====== Source passage

Sri Lanka observed that the FC is again meeting "at a time when the international security situation is in crisis" noting specifically the "tragic events of September in Russia" which have "returned the spectre of international terrorism to haunt us." In this context Sri Lanka observed that "[i]t had been assumed for a long time that the security of a nation state could best be assured on a weapon-based system relying on every-greater technological advances. Yet we have in recent times seen that such impressive arsenals could not deter terrorists or non-state actors" and the recurrence of "tragedies, aimed at the mostly militarily powerful of nation states, underlines the need for us to reflect deeply on the issues of security and the urgent need to work together to consolidate the international legal regime using all the branches of the UN system."
Mention of the A.Q. Kahn proliferation network was made by the United States, Israel and the Republic of Korea, among others. Pakistan responded indirectly, emphasising the need to consider the causes that lead to terrorism, and saying that it "has adopted comprehensive measures to prevent WMD proliferation" including "effective steps, in cooperation with the international community, to eliminate an underground proliferation network which had its tentacles in two dozen countries."
Some states also cautioned against allowing the Security Council to adopt measures that circumvent the multilateral treaty negotiating process. A number of states pointed out that the most effective measure for preventing non-state access to weapons of mass destruction is through their elimination via "multilaterally negotiated disarmament agreements" as Mexico noted, adding that "the success of the strategy in combating terrorism, in particular on the dangerous front of weapons of mass destruction, necessarily hinges on the implementation of the disarmament objectives." Explaining its joining of consensus Brazil put on record that it regarded UNSC 1540 as specific to addressing the threat of WMD falling into the hands of terrorists.
Introduced by Malaysia on behalf of the NAM
Following on from similar resolutions in 2001, 2002 and 2003, this resolution, though refraining from naming names, reflects serious international concerns about the Bush Administration's undermining of multilateral arms control, and emphasises the centrality of multilateralism in the area of disarmament and non-proliferation. While recognising "the complementarity of bilateral, plurilateral and multilateral negotiations on disarmament", it expresses concern at the "continuous erosion of multilateralism" in arms regulation, nonproliferation and disarmament, and characterises multilateralism as "the core principle" in disarmament and non-proliferation concerns, negotiations and norm-building. It underlines the importance of preserving existing agreements, calls on states to renew and fulfil their commitments to multilateral cooperation. In its most controversial paragraph, OP6, it requests the states parties to relevant instruments on WMD "to consult and cooperate among themselves in resolving their concerns with regard to cases of non-compliance as well as on implementation..." and "to refrain from resorting or threatening to resort to unilateral actions or directing unverified noncompliance against one another to resolve their concerns". It also requests the Secretary General to seek states views and report back next year.

============
====== Data listing

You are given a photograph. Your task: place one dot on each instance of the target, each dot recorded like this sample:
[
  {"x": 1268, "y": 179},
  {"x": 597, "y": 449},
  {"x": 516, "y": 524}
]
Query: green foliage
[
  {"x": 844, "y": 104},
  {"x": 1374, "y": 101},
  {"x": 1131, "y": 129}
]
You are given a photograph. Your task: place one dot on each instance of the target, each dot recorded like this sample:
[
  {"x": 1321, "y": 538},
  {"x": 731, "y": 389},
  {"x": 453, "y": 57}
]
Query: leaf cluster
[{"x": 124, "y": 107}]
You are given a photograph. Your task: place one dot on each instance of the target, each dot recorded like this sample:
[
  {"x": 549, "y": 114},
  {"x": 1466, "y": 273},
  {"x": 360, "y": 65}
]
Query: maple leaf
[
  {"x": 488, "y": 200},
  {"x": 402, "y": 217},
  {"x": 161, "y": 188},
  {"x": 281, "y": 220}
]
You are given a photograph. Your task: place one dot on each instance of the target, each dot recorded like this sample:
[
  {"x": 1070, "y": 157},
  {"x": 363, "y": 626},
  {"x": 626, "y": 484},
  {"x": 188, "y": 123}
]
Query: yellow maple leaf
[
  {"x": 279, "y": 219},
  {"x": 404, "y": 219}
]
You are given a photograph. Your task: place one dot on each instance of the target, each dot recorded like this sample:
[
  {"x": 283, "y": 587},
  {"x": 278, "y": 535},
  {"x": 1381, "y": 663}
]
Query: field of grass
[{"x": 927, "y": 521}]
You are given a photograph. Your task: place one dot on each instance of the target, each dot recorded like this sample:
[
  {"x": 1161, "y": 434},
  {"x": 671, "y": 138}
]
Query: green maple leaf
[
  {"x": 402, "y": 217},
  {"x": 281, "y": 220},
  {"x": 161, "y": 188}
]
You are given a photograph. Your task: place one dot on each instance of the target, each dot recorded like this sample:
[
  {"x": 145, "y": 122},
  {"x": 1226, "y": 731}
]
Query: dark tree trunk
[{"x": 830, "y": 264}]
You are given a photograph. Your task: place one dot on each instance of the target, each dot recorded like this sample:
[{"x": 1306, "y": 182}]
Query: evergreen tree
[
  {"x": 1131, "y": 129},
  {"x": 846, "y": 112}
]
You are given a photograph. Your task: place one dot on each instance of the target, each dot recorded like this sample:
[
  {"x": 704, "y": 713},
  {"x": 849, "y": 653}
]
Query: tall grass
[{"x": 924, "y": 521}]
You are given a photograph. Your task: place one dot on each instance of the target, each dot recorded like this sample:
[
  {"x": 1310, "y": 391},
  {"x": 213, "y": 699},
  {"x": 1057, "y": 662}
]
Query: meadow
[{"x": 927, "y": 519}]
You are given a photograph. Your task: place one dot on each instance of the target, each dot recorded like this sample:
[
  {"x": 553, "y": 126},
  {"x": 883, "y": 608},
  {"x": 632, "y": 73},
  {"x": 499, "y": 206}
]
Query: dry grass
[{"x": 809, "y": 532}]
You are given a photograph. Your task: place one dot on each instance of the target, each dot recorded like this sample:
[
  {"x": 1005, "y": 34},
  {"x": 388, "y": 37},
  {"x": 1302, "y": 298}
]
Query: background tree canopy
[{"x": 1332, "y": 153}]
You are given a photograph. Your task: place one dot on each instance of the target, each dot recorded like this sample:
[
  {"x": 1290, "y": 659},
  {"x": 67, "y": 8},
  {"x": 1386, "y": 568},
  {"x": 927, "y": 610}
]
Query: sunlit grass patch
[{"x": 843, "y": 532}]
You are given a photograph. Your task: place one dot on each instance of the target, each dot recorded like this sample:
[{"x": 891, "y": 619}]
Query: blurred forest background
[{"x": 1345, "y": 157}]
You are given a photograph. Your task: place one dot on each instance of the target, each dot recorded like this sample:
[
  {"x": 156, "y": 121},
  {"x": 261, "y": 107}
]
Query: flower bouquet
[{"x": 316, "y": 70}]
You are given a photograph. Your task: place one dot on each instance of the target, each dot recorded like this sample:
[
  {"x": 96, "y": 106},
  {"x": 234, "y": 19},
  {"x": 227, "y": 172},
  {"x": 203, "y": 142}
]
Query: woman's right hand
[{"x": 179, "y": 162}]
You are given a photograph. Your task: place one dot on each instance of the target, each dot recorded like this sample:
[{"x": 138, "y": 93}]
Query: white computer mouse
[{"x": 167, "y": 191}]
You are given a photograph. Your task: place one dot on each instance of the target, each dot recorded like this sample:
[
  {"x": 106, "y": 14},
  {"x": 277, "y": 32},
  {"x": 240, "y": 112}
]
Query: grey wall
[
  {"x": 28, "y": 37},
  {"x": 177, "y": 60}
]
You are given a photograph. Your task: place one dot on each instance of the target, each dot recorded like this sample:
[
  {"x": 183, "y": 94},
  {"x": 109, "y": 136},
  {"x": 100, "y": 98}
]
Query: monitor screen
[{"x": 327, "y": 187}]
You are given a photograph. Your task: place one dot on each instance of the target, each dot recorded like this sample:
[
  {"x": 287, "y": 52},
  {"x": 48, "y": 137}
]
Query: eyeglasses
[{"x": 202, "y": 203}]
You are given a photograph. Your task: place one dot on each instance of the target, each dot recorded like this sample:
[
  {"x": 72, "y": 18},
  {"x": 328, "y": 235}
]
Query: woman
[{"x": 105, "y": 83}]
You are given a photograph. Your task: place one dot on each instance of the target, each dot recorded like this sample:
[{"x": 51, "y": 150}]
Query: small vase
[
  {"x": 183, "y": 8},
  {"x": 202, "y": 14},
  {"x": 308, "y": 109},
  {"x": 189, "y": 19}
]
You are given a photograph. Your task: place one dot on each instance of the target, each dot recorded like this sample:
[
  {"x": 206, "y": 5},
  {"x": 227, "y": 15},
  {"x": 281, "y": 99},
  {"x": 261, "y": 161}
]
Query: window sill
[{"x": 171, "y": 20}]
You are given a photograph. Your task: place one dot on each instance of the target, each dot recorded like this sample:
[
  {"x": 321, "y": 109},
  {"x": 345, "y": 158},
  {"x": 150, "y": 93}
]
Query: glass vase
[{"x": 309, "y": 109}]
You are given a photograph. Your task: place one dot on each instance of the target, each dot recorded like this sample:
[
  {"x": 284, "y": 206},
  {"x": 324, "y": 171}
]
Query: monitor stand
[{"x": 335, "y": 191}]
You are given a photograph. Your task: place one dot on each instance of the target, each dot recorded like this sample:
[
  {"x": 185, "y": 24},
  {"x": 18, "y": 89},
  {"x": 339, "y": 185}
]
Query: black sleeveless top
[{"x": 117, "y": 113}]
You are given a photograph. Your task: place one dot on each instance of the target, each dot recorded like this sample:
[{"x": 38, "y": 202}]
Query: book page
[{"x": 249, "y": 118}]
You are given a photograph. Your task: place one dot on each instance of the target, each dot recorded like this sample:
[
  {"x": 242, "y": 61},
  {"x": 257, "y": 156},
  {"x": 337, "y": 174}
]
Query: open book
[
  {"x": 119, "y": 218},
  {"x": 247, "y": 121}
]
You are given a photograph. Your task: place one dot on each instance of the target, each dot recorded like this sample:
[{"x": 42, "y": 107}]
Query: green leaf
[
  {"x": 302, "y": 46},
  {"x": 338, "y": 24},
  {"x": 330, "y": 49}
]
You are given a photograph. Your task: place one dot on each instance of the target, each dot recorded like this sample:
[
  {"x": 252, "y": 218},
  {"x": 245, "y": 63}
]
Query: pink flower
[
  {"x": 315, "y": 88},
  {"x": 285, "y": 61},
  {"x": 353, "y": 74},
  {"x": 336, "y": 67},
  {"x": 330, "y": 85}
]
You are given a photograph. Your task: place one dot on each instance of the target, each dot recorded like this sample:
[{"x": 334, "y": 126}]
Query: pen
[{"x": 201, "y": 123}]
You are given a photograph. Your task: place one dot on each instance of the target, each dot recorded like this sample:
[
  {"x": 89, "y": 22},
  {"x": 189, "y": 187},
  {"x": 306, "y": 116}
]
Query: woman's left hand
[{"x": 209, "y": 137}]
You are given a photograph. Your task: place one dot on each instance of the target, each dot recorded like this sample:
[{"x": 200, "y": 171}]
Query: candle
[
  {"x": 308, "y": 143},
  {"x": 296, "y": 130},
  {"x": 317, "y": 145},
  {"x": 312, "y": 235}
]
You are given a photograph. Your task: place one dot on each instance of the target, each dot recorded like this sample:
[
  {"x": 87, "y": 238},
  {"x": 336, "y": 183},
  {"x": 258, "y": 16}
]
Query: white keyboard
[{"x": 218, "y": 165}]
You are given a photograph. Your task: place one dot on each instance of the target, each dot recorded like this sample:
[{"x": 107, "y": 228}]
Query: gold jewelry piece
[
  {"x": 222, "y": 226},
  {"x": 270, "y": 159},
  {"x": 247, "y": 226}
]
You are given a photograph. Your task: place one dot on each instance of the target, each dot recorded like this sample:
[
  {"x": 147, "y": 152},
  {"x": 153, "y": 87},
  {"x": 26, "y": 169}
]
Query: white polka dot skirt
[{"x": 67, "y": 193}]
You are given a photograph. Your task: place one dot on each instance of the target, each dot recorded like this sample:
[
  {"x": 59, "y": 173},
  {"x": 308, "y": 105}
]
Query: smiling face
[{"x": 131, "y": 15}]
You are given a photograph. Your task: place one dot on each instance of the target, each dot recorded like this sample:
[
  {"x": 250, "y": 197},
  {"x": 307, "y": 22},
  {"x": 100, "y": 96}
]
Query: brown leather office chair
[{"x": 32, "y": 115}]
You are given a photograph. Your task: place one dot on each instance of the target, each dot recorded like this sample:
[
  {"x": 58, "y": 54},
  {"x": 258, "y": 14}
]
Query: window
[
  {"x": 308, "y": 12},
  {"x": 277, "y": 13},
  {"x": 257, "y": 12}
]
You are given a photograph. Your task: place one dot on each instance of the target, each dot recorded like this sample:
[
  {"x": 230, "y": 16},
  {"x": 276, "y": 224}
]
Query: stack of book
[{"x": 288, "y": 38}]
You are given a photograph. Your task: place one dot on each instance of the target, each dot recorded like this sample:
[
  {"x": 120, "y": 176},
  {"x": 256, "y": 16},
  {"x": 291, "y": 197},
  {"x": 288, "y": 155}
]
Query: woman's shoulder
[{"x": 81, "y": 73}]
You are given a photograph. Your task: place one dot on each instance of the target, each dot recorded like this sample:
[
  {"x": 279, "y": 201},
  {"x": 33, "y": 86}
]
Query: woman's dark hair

============

# What to do
Reproduce the stretch of the First Committee summary from "Some states also" through "hands of terrorists.". The data above are not needed.

# Answer to the exercise
Some states also cautioned against allowing the Security Council to adopt measures that circumvent the multilateral treaty negotiating process. A number of states pointed out that the most effective measure for preventing non-state access to weapons of mass destruction is through their elimination via "multilaterally negotiated disarmament agreements" as Mexico noted, adding that "the success of the strategy in combating terrorism, in particular on the dangerous front of weapons of mass destruction, necessarily hinges on the implementation of the disarmament objectives." Explaining its joining of consensus Brazil put on record that it regarded UNSC 1540 as specific to addressing the threat of WMD falling into the hands of terrorists.